• THE RECORDS:
+-------+
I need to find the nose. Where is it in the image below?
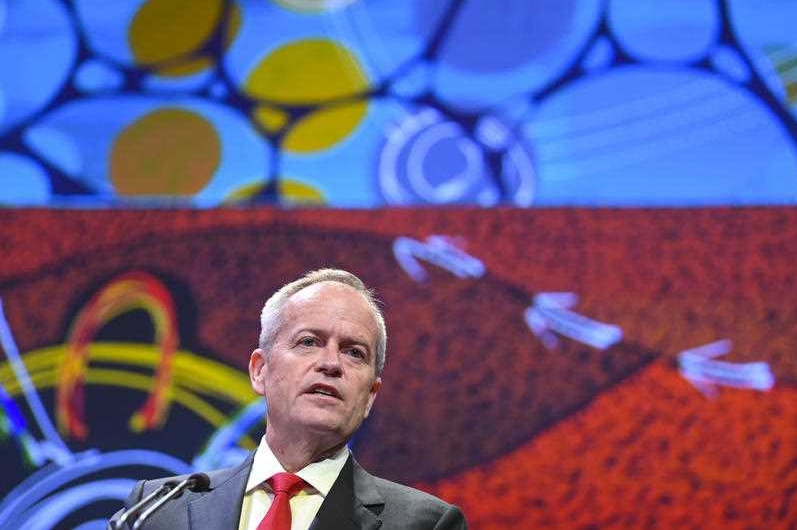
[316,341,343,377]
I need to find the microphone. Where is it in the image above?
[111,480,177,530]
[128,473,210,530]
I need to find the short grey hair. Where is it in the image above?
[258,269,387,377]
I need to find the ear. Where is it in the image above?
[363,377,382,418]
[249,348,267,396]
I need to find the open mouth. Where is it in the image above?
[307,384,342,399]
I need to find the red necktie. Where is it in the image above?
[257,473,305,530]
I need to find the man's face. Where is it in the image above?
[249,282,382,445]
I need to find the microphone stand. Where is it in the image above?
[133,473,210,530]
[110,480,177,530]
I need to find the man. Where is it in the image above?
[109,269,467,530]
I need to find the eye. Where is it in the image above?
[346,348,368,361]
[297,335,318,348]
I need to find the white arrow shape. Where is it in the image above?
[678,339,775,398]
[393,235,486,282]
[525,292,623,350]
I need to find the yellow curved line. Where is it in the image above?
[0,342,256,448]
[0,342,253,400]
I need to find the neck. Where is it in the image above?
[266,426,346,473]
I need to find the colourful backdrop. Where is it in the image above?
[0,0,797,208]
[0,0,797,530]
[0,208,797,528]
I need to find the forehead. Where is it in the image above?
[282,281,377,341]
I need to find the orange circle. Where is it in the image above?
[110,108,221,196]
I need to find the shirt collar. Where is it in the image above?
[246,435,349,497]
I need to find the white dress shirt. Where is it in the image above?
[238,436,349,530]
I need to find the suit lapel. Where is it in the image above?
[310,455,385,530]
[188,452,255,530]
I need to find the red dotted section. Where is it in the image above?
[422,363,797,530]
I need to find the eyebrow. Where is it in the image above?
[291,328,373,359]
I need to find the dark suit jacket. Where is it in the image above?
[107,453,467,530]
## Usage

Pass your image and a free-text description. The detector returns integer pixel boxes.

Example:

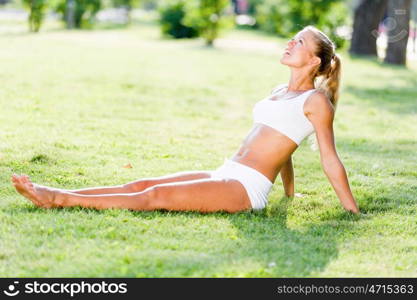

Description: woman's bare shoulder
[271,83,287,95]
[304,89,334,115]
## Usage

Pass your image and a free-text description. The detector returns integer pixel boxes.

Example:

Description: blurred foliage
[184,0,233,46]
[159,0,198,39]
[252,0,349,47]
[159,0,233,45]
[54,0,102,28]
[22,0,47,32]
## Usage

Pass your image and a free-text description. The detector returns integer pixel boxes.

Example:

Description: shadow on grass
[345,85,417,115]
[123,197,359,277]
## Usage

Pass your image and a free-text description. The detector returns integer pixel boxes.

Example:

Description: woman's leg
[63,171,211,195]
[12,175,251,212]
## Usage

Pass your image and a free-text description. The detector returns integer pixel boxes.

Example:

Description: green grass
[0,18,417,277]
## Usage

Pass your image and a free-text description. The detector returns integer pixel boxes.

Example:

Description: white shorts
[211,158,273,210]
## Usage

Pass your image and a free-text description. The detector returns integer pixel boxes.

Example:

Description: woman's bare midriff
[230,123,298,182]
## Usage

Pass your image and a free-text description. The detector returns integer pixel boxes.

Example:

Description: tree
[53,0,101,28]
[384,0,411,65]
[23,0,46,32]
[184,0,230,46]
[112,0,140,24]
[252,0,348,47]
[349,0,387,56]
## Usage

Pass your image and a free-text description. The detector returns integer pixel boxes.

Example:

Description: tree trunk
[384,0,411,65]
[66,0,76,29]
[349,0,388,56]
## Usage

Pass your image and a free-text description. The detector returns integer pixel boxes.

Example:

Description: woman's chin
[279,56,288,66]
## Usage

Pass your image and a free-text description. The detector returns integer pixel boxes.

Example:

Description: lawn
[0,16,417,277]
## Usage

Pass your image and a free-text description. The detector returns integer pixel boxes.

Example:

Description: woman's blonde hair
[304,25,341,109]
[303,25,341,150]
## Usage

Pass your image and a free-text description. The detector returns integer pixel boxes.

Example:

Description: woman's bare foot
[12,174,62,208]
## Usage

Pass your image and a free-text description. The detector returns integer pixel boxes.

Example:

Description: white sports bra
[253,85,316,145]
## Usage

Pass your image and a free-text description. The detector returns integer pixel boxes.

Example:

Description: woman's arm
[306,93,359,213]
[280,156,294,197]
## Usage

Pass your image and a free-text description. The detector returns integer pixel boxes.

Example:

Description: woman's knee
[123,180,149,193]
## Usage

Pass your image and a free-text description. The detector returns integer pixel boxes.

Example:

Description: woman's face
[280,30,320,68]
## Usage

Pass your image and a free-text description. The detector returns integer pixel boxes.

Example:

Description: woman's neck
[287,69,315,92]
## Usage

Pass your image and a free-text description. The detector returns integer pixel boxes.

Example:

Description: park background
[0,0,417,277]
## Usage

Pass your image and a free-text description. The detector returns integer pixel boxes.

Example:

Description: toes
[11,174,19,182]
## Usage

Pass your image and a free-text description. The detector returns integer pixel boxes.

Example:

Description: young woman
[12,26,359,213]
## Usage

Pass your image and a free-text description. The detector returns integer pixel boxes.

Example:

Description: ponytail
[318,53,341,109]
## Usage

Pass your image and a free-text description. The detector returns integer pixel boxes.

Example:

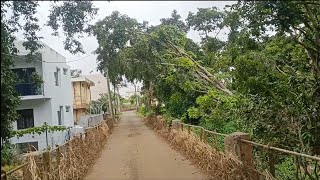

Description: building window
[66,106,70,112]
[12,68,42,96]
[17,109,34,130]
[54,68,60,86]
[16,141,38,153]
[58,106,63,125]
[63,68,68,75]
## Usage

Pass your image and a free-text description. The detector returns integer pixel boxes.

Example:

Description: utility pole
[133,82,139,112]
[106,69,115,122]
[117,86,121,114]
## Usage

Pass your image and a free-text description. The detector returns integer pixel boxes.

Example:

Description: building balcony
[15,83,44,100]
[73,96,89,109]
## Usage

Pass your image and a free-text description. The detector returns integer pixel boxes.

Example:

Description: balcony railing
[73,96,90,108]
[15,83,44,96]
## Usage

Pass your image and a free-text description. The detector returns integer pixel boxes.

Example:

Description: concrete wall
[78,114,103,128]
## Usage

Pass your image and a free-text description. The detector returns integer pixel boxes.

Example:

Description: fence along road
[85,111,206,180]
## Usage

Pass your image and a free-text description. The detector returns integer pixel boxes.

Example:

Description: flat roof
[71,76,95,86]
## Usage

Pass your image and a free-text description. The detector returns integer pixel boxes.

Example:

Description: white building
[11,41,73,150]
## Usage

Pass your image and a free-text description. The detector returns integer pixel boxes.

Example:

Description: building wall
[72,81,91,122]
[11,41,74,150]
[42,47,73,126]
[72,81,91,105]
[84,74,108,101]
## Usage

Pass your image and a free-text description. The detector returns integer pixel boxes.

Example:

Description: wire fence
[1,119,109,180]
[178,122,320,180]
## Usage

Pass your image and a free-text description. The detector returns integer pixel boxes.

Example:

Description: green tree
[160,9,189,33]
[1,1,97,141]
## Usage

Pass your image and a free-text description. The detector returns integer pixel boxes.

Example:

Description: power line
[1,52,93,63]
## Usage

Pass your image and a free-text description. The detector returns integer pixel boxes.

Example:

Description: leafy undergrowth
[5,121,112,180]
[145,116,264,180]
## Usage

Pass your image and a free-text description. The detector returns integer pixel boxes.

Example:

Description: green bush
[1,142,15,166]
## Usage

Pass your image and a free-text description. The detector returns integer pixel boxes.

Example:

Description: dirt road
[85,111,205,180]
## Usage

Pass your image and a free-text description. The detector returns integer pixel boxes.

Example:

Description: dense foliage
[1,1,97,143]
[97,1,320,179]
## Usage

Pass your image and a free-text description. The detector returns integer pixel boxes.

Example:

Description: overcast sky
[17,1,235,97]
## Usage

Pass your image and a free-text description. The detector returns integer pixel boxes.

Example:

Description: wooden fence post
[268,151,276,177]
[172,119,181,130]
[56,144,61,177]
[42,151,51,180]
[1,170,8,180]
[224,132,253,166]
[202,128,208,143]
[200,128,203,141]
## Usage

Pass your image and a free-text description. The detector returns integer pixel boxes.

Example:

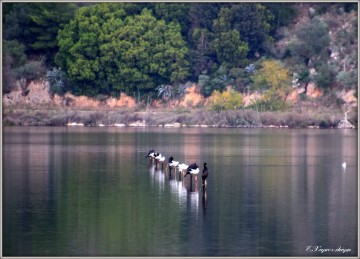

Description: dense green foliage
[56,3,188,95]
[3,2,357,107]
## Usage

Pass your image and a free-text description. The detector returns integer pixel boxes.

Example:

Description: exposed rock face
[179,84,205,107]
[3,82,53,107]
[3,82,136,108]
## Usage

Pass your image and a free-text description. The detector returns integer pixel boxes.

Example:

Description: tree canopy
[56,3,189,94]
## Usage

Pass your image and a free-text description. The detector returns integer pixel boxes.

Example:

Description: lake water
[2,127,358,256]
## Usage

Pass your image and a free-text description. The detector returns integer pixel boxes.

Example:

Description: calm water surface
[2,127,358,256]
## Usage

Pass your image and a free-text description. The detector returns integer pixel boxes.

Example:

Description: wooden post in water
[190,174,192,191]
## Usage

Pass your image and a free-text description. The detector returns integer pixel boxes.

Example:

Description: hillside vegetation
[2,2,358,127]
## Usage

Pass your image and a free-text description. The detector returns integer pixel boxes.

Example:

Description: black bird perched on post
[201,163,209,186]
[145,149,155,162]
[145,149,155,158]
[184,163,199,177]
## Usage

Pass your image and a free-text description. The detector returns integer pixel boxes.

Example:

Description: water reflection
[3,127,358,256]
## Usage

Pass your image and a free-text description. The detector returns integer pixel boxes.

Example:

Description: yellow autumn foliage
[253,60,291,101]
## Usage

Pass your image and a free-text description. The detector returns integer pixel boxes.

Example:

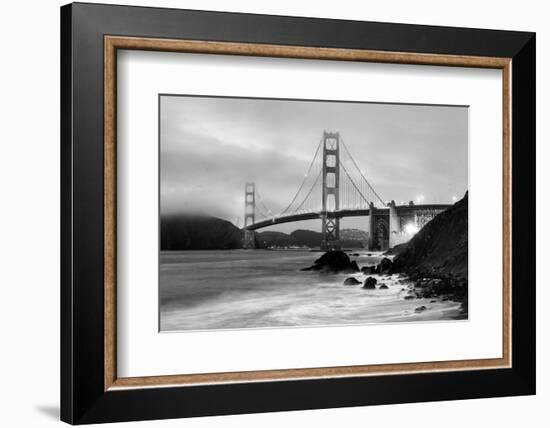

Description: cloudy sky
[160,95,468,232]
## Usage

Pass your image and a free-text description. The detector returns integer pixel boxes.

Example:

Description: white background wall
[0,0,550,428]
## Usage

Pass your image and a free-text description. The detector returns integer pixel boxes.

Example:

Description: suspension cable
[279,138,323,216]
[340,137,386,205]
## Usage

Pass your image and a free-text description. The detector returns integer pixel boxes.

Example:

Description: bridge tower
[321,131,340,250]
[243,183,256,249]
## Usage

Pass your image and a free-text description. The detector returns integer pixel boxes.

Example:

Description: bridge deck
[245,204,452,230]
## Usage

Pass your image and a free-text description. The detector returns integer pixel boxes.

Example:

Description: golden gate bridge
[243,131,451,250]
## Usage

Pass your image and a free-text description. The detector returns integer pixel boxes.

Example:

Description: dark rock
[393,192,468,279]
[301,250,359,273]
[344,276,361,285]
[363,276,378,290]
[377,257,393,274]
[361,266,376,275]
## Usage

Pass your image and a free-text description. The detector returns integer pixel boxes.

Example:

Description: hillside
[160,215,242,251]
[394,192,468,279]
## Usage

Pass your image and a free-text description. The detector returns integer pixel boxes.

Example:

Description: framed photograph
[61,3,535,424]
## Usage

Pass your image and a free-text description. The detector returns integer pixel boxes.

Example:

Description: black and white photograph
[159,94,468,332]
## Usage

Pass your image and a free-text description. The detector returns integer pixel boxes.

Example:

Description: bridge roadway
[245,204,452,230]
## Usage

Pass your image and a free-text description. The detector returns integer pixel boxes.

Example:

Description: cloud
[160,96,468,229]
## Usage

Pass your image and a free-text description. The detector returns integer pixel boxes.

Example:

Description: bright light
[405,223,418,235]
+-------+
• EXERCISE: Rewrite the rows from the line with "I need to find the microphone stand." to the line with "[304,89,334,115]", both included, replacing "I need to find" with "Please locate" and keeping everything else unchanged. Leave the pictures out of your output.

• FINAL RESULT:
Please locate the microphone stand. Where is it in the image above?
[133,473,210,530]
[110,480,177,530]
Please locate the man. Where is it in the image above?
[109,269,467,530]
Please locate the eye. Where is it in the image above?
[346,348,368,361]
[297,335,318,348]
Please locate the white arrow shape. Where is it in the image above?
[678,339,775,398]
[393,235,486,282]
[525,292,623,350]
Please locate the yellow curved line. Where is it in the image above?
[0,342,256,448]
[0,342,253,400]
Please locate the neck. Where is it in the image above?
[266,426,346,473]
Please locate the colourful backdrop. Where is it in the image above?
[0,0,797,208]
[0,0,797,530]
[0,208,797,528]
Please locate the forehead. Where is it in the image above?
[282,281,377,341]
Please locate the orange circle. Where is it in the image above?
[110,108,221,196]
Please locate the shirt collar. Where is it in the image above?
[246,435,349,497]
Please locate the white dress shirt. Where is it in the image above?
[238,436,349,530]
Please locate the suit lapel. Where is it in the image above?
[310,455,385,530]
[188,452,255,530]
Please locate the red dotted section. Where is it in the image above?
[422,363,797,530]
Please locate the eyebrow. Where is it in the image above?
[291,328,373,359]
Please locate the dark suit jacket. Where is it in the image above?
[107,453,467,530]
## Usage

Pass your image and a free-text description. The detector returns integer pixel boxes.

Example:


Description: woman's bare shoulder
[271,83,287,95]
[304,89,334,115]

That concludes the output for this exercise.